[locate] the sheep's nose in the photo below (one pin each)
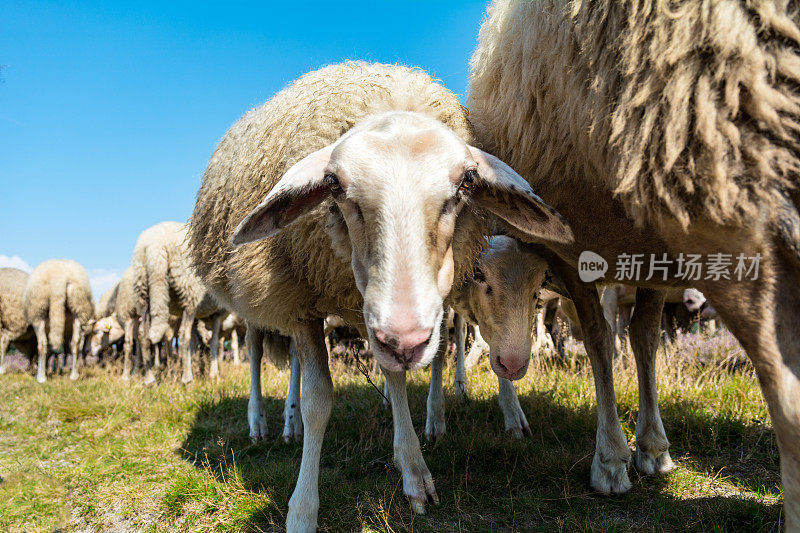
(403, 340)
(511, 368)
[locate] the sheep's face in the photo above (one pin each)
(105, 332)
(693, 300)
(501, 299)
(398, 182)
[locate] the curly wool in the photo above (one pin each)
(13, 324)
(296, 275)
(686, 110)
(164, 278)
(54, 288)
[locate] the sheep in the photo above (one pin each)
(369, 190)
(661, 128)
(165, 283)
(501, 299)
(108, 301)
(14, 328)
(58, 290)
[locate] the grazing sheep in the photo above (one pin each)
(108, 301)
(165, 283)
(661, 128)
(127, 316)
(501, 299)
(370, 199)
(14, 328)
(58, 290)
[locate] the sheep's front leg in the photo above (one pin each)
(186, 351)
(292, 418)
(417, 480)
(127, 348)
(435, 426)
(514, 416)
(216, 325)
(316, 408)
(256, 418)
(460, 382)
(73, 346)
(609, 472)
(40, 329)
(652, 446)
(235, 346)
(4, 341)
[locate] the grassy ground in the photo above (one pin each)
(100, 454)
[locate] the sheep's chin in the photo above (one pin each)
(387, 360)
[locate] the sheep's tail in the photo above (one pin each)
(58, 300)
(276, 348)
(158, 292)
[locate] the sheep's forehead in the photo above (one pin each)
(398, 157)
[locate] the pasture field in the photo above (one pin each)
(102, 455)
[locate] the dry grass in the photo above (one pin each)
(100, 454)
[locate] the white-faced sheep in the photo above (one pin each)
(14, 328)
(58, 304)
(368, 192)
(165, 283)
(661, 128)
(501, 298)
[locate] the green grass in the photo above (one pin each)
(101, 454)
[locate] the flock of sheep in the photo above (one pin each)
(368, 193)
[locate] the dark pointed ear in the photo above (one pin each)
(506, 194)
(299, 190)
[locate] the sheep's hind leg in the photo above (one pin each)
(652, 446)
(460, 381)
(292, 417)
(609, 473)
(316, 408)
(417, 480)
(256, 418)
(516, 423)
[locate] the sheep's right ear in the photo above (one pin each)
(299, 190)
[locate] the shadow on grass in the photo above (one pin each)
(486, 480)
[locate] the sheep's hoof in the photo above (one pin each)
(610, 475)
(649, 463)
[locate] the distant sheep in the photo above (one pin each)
──────────────────────────────
Work required: Word for word, return the lines from the one holding "[locate] the sheep's hoof" through the end of the entries above.

Finished exercise:
[locate] the sheep's hoof in the photo above (one pin each)
(610, 475)
(649, 463)
[locate] the distant sheep in the photo above (one pin each)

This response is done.